━━ Available data
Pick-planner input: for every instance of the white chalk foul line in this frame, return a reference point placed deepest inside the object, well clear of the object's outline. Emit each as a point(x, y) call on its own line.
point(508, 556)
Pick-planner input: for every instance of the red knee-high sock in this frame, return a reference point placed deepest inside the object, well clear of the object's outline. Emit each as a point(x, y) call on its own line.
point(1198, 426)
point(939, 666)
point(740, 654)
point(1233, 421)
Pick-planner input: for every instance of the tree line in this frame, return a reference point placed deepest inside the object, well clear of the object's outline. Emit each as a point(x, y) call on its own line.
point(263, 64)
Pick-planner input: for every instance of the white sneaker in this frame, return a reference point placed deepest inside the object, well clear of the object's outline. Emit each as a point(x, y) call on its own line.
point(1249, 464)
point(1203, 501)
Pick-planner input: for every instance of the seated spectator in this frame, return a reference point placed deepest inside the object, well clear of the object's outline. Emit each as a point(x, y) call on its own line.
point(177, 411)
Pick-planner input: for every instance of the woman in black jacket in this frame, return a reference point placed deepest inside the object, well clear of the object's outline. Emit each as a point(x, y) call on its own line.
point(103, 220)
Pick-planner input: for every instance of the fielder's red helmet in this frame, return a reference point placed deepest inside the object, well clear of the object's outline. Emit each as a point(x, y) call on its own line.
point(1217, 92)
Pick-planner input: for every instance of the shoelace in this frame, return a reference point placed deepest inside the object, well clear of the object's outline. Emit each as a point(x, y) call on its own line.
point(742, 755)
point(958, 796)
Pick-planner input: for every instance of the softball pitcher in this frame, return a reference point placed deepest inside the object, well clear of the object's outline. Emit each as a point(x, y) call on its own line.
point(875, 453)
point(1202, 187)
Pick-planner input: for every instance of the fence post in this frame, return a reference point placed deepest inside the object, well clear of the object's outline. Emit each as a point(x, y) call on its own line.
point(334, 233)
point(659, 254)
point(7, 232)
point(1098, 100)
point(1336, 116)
━━━━
Direction> Swap "knee-high sock" for "ankle sock" in the data between the lines holding "Pick-planner input: for every instance of the red" and "point(939, 666)", inclusive. Write out only those lines again, with nothing else changed.

Task result>
Pick-planner input: for every instance of the red ankle sock in this frame, return a reference point placed deepest inside the object, well clear of the object's outline. Emit each as a point(x, y) call on its own line.
point(1198, 426)
point(939, 666)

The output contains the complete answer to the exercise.